Input for this task:
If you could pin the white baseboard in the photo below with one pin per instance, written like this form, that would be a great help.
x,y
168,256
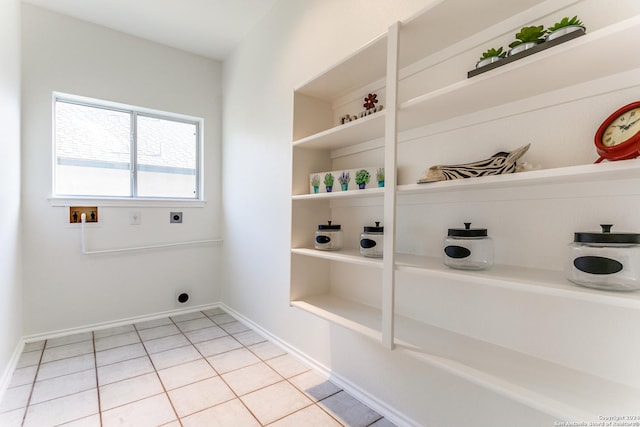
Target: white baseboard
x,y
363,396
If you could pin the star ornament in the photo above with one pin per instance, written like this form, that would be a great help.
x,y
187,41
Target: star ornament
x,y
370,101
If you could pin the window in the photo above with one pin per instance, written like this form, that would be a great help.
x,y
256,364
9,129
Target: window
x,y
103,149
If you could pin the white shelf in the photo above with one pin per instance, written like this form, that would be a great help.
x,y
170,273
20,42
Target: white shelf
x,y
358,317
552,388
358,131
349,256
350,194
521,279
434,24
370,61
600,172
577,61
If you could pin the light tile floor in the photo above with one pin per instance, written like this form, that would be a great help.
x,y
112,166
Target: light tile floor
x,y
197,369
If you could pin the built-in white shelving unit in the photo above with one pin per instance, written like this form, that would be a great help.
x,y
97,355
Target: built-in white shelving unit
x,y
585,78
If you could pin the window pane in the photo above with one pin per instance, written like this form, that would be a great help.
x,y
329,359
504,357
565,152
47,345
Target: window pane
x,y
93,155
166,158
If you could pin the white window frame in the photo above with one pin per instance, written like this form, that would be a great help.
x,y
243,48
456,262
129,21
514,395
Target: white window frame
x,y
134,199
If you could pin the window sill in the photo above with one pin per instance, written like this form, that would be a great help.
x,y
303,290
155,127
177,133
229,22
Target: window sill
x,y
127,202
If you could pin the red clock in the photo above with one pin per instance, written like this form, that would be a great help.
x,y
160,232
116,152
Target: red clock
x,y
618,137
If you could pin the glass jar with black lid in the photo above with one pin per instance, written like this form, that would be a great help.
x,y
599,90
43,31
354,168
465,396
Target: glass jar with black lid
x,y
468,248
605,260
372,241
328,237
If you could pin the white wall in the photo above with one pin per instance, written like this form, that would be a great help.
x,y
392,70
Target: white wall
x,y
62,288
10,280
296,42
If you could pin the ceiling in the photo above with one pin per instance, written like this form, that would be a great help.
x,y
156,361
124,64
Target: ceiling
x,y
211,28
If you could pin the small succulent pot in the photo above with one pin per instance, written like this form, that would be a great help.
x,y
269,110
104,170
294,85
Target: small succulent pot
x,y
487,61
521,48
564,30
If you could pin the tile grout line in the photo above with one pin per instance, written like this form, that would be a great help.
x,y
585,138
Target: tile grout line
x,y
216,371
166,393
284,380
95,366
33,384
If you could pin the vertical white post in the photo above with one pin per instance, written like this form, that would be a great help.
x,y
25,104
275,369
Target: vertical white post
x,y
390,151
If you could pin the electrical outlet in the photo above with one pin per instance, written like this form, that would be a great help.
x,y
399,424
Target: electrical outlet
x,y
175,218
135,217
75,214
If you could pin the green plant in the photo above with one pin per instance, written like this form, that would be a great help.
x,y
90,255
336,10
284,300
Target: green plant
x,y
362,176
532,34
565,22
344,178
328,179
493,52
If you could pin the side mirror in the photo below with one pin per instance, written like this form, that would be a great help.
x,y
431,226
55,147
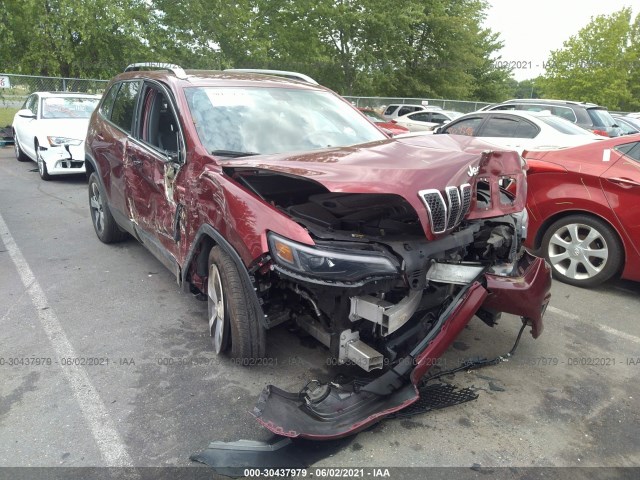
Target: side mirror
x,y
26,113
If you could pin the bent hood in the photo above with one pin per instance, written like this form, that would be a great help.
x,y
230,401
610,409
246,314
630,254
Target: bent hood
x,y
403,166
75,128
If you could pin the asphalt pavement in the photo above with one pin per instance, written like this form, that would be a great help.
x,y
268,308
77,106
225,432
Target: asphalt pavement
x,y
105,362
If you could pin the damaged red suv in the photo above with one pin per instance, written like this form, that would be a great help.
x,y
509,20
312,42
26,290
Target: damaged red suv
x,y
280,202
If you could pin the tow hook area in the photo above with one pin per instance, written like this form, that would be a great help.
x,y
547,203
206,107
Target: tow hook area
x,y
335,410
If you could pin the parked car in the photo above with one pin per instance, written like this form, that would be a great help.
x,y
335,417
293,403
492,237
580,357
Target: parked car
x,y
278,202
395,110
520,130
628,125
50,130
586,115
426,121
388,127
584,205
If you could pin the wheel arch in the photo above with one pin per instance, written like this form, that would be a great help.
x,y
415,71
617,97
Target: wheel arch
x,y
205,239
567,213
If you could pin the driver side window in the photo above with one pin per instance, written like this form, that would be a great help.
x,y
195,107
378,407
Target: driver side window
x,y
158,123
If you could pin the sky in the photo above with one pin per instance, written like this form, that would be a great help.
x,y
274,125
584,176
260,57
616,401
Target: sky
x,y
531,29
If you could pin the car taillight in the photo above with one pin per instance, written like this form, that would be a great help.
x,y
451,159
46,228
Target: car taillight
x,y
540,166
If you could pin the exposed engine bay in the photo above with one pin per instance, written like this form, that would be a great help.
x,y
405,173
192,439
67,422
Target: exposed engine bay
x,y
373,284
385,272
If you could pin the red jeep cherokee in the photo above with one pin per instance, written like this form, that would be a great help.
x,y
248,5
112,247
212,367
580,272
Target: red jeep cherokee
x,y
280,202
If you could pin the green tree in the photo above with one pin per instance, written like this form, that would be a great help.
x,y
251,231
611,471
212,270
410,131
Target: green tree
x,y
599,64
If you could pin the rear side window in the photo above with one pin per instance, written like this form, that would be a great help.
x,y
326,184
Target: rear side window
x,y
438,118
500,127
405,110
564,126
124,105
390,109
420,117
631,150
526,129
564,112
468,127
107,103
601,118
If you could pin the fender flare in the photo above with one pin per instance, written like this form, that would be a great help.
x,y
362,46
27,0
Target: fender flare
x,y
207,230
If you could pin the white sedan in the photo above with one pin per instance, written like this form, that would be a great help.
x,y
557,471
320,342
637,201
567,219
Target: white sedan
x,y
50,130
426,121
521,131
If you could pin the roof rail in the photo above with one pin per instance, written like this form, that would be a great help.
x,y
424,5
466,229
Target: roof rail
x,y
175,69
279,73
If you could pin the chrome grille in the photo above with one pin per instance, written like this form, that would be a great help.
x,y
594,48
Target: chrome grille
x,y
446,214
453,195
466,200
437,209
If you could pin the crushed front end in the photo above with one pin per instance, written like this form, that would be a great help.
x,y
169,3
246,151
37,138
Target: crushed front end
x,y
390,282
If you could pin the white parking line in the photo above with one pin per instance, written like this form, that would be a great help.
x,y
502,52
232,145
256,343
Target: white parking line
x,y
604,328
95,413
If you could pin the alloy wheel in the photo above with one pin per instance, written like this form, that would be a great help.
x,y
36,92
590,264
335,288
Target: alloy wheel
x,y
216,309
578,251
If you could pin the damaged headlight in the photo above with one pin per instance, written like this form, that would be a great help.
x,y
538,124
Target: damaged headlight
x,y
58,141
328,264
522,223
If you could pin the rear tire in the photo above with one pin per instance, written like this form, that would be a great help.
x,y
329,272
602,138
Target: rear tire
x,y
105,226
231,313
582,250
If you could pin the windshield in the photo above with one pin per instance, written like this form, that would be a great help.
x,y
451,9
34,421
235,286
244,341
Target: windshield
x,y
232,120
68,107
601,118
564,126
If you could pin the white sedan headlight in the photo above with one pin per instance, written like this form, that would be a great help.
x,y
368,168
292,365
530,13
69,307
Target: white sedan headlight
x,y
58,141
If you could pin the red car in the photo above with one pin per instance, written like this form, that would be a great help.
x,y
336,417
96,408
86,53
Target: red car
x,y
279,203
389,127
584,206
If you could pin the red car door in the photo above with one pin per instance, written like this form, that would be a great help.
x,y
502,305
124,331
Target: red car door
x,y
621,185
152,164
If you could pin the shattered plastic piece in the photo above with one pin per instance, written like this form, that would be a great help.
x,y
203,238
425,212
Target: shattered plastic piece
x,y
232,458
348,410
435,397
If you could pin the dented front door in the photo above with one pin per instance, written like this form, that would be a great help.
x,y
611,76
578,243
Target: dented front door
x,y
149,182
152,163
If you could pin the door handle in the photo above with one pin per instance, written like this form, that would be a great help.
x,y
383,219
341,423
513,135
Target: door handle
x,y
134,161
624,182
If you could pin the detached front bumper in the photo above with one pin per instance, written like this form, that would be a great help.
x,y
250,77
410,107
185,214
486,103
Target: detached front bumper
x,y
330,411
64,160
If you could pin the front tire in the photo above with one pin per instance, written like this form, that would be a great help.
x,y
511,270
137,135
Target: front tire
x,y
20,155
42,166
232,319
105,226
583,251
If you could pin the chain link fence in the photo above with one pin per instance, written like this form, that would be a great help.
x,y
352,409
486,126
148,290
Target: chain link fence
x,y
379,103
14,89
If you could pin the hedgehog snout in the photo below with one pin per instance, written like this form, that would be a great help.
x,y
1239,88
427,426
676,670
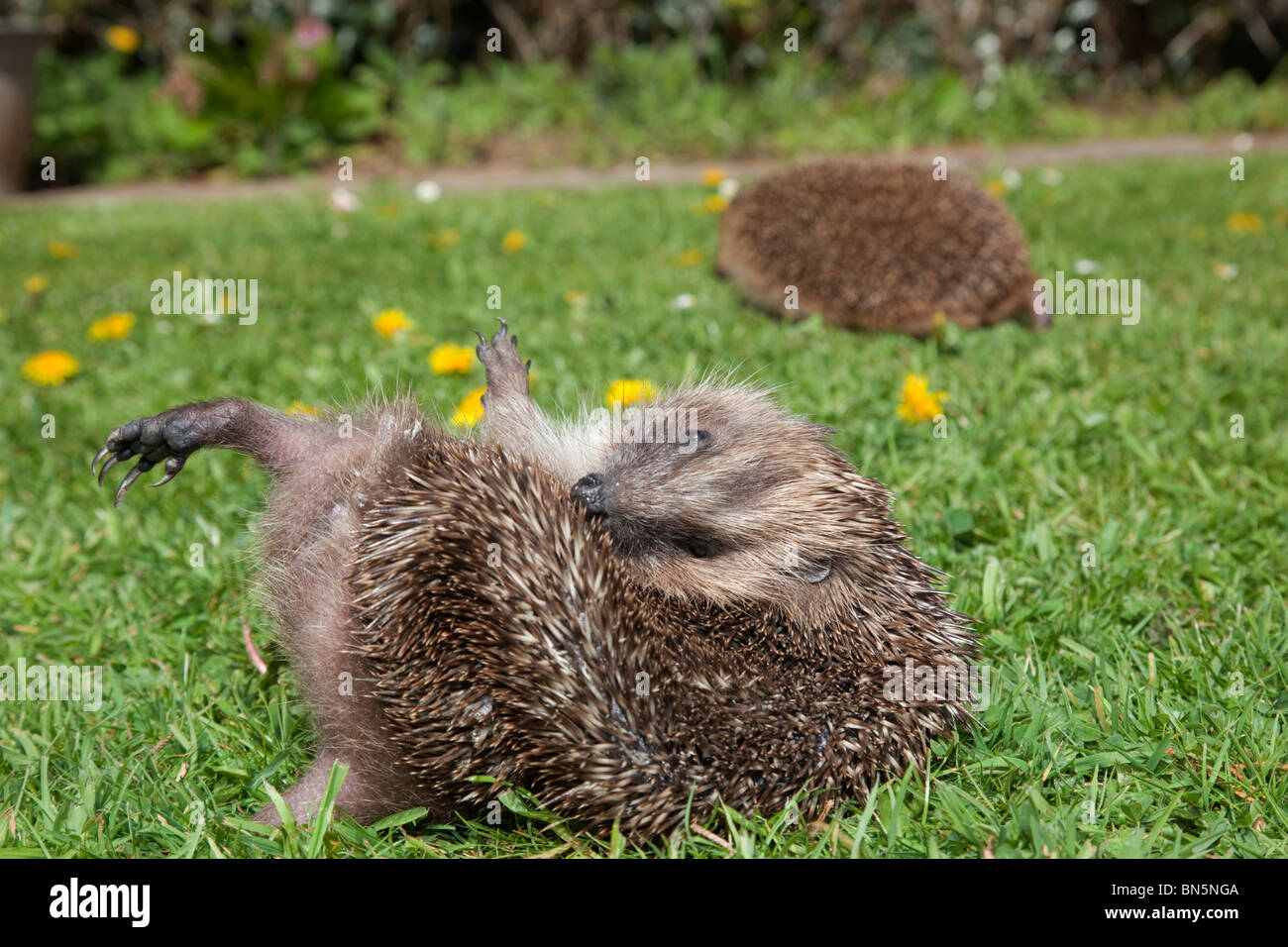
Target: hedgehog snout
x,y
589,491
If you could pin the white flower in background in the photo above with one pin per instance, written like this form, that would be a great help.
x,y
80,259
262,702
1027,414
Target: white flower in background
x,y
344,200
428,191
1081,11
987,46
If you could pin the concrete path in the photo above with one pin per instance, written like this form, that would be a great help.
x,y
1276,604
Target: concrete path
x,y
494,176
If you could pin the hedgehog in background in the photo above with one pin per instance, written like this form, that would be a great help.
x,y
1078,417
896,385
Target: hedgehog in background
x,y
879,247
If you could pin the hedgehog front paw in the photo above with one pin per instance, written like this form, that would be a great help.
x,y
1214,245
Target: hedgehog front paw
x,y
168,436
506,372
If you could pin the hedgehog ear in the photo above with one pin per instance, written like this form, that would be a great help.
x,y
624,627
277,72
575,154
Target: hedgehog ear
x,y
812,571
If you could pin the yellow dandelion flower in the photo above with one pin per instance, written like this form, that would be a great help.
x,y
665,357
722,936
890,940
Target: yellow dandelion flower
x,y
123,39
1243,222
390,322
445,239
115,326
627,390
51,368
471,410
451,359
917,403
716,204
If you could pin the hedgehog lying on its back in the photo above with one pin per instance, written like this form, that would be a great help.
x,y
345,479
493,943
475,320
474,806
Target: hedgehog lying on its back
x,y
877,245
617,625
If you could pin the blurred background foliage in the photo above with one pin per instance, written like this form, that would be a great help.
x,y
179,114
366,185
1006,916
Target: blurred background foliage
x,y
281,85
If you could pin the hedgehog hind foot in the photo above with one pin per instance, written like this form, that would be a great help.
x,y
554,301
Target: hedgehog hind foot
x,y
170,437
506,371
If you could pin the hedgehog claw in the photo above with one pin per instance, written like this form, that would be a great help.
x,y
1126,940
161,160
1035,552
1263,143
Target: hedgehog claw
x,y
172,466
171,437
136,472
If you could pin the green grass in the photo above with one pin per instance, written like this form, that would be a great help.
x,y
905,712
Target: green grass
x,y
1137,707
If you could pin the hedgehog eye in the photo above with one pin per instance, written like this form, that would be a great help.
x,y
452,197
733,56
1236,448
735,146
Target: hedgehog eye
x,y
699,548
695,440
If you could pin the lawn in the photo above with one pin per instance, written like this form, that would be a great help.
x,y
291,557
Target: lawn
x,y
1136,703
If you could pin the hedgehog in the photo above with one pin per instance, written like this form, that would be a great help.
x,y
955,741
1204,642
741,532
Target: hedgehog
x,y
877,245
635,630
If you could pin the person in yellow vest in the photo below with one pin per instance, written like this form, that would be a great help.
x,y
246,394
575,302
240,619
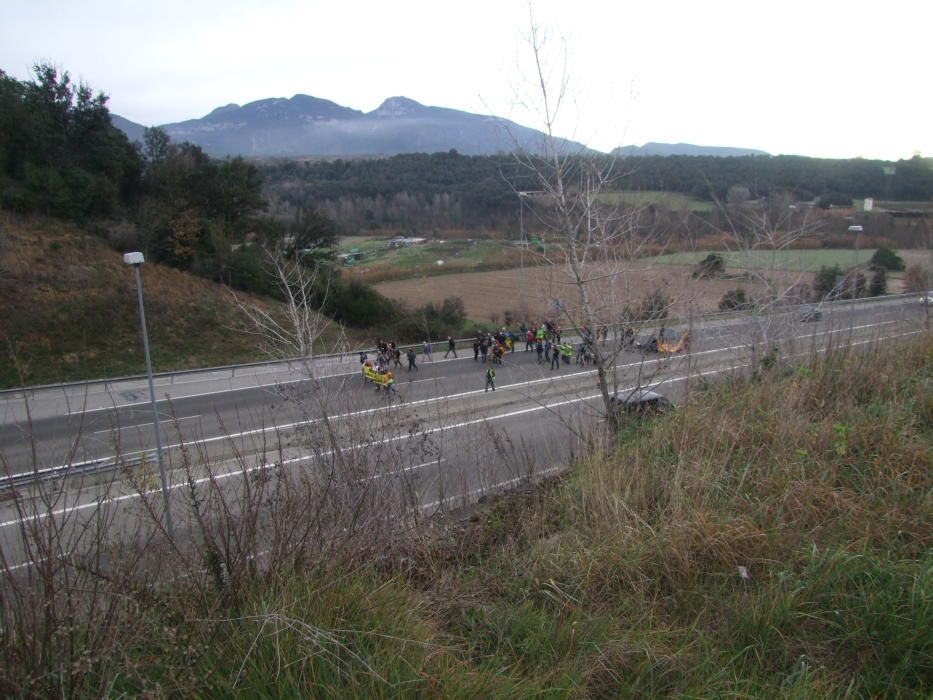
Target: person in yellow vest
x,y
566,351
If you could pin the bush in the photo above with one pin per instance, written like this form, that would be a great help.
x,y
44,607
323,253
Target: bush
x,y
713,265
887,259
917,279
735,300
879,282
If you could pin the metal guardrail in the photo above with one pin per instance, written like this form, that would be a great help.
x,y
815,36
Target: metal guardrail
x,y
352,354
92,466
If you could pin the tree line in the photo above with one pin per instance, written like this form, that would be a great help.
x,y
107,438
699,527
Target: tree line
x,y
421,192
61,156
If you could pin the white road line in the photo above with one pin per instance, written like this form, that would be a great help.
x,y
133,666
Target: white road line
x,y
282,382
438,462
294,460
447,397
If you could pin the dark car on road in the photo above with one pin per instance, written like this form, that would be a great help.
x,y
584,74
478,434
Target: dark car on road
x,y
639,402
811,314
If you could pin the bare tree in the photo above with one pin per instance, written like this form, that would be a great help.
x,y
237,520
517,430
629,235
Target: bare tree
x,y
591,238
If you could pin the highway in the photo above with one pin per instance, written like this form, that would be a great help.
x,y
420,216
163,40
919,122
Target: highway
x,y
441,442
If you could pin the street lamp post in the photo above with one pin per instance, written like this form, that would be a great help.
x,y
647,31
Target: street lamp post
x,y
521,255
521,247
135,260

What the exercise asks: The required output is the lines from the one containing "If you could pin the hedgehog in the" through the end of the records above, reproduced exactly, with no pictures.

Response to the exercise:
If you could pin the hedgehog in the photo above with one pin per instance, written like this form, that would be a great help.
x,y
955,741
1204,642
741,532
Target: hedgehog
x,y
877,245
635,630
If you could pin the person in yellow vest in the photo below with one pin per instance, written like this form, that would be a great help.
x,y
246,394
575,302
240,619
Target: person in yellow vest
x,y
566,351
If you could pin the bush in the photo above with one pin per instance, written like this form, that would be a great help.
x,y
44,607
323,253
Target: bush
x,y
713,265
887,259
917,279
735,300
879,282
If you could pin the metal guardrail in the photo above with one pin per instance, written like this form, that would be a great help.
x,y
815,36
Target: metal guardrail
x,y
352,354
92,466
If you could pin the tree line in the photo above with one pin per instance, written like this form, that would be a great help.
x,y
107,438
699,527
Target: tree line
x,y
421,192
61,156
If you could pin the white road line in the photo above with one pin per instance, written like this form, that would be a great help.
x,y
133,666
Target: white road line
x,y
282,382
438,462
294,460
447,397
If you could pin the dark car on road in the photo above with one pin per instance, written like this form, that would be a great help.
x,y
584,74
478,434
Target: dark car on road
x,y
639,402
811,314
If you could pin the bare tree in the photo above with one pin per instance, written like this form, that would be a great help.
x,y
237,520
517,430
629,235
Target: bare tree
x,y
591,238
If you could pin the highway in the photo above with one pin per instance, written like this form, that would be a great help.
x,y
420,216
163,40
919,122
Target: highway
x,y
441,442
If you could pin the street lamp post in the photo above with one pin per instance, written like this form, that would be a great help.
x,y
647,31
Target: street lamp post
x,y
521,255
521,247
135,260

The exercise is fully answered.